> Extracted data:
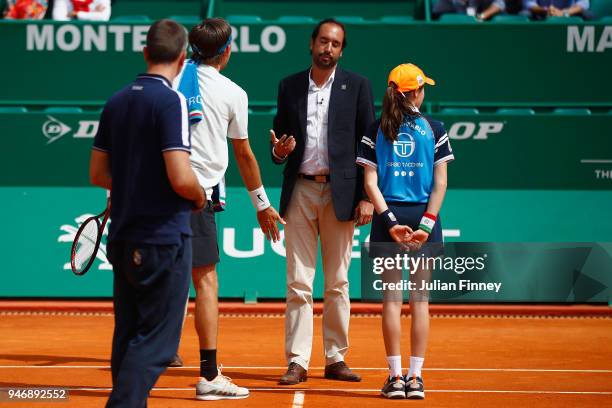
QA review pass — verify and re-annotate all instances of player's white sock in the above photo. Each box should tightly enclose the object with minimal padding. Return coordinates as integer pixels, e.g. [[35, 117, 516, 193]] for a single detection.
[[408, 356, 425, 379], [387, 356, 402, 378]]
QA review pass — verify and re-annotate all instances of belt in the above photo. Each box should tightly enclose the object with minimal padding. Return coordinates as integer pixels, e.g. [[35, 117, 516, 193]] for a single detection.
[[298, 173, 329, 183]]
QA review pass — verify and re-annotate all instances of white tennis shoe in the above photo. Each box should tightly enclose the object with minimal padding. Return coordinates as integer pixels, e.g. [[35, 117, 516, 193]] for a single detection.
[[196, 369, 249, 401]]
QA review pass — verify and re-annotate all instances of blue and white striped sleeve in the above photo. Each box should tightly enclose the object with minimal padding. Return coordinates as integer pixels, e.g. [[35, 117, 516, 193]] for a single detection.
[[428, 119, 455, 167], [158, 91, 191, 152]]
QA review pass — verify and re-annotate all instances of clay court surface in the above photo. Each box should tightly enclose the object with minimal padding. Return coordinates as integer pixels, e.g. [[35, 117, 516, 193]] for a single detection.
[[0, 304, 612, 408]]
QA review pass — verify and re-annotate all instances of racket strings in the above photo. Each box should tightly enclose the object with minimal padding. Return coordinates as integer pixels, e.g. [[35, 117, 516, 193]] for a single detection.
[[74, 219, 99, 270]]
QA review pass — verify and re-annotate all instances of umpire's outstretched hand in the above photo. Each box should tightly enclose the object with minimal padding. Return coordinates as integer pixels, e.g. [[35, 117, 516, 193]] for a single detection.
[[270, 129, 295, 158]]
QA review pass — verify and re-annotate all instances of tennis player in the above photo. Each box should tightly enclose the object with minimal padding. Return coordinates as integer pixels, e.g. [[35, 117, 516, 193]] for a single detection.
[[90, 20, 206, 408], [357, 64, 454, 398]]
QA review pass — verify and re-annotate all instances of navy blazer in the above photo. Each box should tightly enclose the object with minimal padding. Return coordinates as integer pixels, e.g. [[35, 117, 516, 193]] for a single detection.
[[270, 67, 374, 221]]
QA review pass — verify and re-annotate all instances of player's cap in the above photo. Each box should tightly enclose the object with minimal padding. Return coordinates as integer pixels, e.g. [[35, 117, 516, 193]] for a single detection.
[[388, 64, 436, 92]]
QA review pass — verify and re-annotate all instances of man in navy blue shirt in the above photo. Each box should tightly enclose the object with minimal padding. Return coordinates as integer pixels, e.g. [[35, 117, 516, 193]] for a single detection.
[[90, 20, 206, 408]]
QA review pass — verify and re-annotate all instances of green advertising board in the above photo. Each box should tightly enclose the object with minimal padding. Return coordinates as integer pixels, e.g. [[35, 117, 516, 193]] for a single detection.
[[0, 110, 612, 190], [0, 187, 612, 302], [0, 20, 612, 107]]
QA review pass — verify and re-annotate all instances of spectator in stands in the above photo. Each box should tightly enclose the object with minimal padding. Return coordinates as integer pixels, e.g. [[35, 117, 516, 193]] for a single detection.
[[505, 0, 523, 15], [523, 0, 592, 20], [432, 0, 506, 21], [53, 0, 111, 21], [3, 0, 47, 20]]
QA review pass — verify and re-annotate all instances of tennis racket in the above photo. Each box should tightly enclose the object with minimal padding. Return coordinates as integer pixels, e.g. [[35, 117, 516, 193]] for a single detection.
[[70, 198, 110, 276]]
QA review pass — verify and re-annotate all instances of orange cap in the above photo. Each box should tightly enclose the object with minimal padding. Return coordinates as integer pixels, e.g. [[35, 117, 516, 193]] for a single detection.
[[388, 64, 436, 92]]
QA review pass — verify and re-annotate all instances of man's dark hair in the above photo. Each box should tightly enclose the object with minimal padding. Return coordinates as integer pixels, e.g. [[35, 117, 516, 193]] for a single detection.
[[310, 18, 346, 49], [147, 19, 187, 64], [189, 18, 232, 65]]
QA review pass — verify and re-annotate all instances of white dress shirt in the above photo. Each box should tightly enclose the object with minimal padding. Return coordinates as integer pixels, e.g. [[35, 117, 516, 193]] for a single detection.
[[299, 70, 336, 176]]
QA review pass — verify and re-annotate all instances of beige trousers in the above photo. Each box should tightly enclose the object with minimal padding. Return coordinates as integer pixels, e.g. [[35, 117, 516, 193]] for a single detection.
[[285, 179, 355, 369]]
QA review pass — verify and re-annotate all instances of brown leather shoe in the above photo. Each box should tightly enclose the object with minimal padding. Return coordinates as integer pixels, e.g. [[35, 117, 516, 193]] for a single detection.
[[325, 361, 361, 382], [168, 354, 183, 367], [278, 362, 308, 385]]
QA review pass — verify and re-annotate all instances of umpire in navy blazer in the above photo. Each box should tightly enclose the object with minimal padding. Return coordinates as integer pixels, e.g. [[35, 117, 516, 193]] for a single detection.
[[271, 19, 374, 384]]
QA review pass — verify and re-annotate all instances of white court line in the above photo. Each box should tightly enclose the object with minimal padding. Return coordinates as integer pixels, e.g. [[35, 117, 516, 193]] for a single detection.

> Work to do: Which lines in the records above contain the word "shirt"? Copy each of them in full.

> Result:
QA review pass — verify and re-annotate all instances of man in navy blue shirt in the above photo. Each box should tightly enclose the object with minimal padding. Return coordinates as integer pixels, e.g. [[35, 117, 516, 193]] for a single detection.
QA review pass — verify and re-annotate all instances of white dress shirt in the above photo. Each box should tightly enclose the object with minimal padding. Return coordinates as integer pixels, e.g. [[35, 117, 516, 193]] for a single detection.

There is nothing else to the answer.